'''

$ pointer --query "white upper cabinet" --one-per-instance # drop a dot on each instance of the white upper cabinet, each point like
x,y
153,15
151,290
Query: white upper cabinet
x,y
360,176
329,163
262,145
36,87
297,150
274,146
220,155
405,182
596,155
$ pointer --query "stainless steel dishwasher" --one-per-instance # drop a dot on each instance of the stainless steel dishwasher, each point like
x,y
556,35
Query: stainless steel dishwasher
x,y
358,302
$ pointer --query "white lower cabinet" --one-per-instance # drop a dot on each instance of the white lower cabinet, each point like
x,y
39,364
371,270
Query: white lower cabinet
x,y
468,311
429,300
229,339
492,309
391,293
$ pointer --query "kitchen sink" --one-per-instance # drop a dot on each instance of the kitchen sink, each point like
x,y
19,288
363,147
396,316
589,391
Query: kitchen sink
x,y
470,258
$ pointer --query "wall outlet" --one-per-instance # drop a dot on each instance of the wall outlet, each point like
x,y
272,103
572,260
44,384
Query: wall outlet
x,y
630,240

'''

→ Problem statement:
Could you render the listing as a two-column Markdown table headed Row and Content, giving each line a number and omitting blank lines? Include only the lines from the first one containing "sink, each point like" through the end of the listing, both ends included.

→ Response to the task:
| Row | Content |
|---|---|
| 1 | $ pointer --query "kitchen sink" --one-per-instance # drop a dot on each instance of the kitchen sink, each point like |
| 2 | x,y |
| 3 | 19,288 |
| 4 | 363,147 |
| 5 | 396,316 |
| 6 | 589,391 |
| 7 | Query: kitchen sink |
| 8 | x,y |
| 9 | 470,258 |
| 10 | $ pointer --query "wall outlet" --one-per-instance # drop a dot on each instance of the wall outlet, each point like |
| 11 | x,y |
| 12 | 272,103 |
| 13 | 572,260 |
| 14 | 44,384 |
| 15 | Query: wall outlet |
| 16 | x,y |
| 17 | 630,240 |